For graduating grad students, 'an opportunity to magnify our blessings'. Herald, 5-17-14

June 10, 2014

For graduating grad students, 'an opportunity to magnify our blessings'

Saturday, May 17, 2014 10:46 PM EDT
NEW BRITAIN — About 350 graduate students from CCSU’s School of Graduate Studies walked into Detrick Gymnasium Thursday night to the cheers and waves of 2,000 proud parents and friends.

“I declare these graduate commencement exercises open,” said Glynis Fitzgerald, Dean of Graduate Studies.

The degrees being conferred included Doctor of Education, sixth-year certificates, and masters of Arts, Teaching and Science.

CCSU President Jack Miller offered the introduction, noting that this year is CCSU’s 165th year in higher education, making it the first and oldest public institution of higher education in Connecticut. It is also the 59th year of the graduate studies program.
In his invocation, Rabbi Andrew Hechtman, a 2014 graduate with a Master’s degree in Marriage and Family Therapy, told fellow graduates to be open to possibilities.

“By our commitment to higher education we took the opportunity to magnify our blessings,” said Hechtman.

Richard Balducci, a member of the Board of Regents for Higher Education, brought greetings. He wisely pointed out that while the graduates were excited to be done, “You should all be incredibly proud of your achievements.”

And students expressed their pride. “I know that, here, I did something,” said Nathan Baird, president of the Graduate Student Association. His favorite quote by Elbert Hubbard — “To avoid criticism, do nothing, say nothing, be nothing” — played a large part in his remarks. Baird spoke of how he once had been a quiet and shy person, but that his family, friends and mentors had encouraged him not to hold anything back.

“Because you did something, you are someone,” said Baird.

Outside, before the ceremony began, the graduates waited in groups. These groups were made up of people that they had become close friends with over the years.

“I loved it. I met some really incredible people,” said Jacqueline Garland, who received a Master’s degree in Student Development in Higher Education. According to Garland, her degree will allow her to get a career as a college administrator and she has already had a few interviews.

The program was suggested to her by a mentor at UConn where she first received a bachelor’s degree in psychology and sociology.

“It’s kind of terrifying, but exciting. It’s bittersweet,” said Garland.

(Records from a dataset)

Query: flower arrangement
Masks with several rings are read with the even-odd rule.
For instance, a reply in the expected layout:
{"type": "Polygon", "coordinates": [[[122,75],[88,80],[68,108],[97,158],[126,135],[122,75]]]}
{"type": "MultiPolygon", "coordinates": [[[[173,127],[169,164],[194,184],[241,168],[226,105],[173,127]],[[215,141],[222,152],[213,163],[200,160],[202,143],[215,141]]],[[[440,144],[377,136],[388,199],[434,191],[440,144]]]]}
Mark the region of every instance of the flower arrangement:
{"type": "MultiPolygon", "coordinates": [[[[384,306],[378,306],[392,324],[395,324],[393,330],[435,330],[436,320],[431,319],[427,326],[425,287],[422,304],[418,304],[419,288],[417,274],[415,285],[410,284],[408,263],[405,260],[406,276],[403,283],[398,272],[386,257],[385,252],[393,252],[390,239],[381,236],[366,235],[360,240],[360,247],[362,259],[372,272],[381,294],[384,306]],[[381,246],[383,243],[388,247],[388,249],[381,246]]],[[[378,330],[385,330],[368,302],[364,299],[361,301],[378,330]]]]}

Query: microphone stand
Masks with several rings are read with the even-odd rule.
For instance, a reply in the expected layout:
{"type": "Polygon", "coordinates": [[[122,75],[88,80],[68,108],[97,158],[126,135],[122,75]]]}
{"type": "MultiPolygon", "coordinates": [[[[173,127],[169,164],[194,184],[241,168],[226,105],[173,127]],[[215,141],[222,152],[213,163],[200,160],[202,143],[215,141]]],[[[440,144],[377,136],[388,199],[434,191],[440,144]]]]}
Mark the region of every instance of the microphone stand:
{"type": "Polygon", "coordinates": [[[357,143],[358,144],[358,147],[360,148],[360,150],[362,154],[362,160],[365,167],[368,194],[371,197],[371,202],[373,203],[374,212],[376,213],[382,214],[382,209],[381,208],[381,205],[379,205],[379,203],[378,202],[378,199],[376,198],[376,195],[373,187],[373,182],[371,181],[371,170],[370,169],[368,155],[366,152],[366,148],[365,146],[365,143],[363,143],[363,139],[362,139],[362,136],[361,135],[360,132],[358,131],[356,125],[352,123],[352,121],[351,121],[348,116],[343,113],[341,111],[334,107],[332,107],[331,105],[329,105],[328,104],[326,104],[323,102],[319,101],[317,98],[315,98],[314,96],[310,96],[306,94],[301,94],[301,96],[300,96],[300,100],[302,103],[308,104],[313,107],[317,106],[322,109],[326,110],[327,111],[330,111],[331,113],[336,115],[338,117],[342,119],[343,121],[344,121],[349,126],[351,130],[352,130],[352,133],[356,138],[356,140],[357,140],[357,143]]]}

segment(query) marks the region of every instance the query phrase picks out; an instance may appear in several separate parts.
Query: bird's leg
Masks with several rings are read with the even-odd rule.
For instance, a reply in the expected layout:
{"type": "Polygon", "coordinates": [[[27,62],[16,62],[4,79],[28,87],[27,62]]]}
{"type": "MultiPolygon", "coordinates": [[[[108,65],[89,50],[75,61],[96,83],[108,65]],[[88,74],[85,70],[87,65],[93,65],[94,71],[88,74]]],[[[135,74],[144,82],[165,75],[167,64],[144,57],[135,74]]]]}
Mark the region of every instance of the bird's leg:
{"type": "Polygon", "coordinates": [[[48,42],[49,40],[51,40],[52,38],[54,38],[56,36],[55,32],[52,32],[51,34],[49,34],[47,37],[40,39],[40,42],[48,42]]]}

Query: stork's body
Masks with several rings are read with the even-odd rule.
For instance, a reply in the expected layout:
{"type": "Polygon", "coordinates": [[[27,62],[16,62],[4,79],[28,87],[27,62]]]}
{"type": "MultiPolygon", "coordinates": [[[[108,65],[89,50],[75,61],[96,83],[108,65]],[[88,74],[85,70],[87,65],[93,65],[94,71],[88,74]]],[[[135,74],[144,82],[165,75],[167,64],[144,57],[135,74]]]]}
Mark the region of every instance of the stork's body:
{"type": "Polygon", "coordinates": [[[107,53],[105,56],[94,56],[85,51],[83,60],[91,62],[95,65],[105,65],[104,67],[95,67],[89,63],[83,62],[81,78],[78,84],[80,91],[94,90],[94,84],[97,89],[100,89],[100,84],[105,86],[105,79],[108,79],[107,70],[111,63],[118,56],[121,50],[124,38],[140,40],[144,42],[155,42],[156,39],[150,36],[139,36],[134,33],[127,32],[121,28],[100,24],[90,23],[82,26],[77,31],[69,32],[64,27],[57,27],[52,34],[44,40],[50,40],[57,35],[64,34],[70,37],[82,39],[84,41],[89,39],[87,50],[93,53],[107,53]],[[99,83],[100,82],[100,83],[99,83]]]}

Problem A. According to the commencement article, why is CCSU the first and oldest public institution of higher education in Connecticut?
Problem B. In the commencement article, about how many graduate students walked into Detrick Gymnasium?

Exercise output A. President Jack Miller noted that this year is CCSU's 165th year in higher education. That length of time makes it the first and oldest public institution of higher education in Connecticut.

Exercise output B. About 350.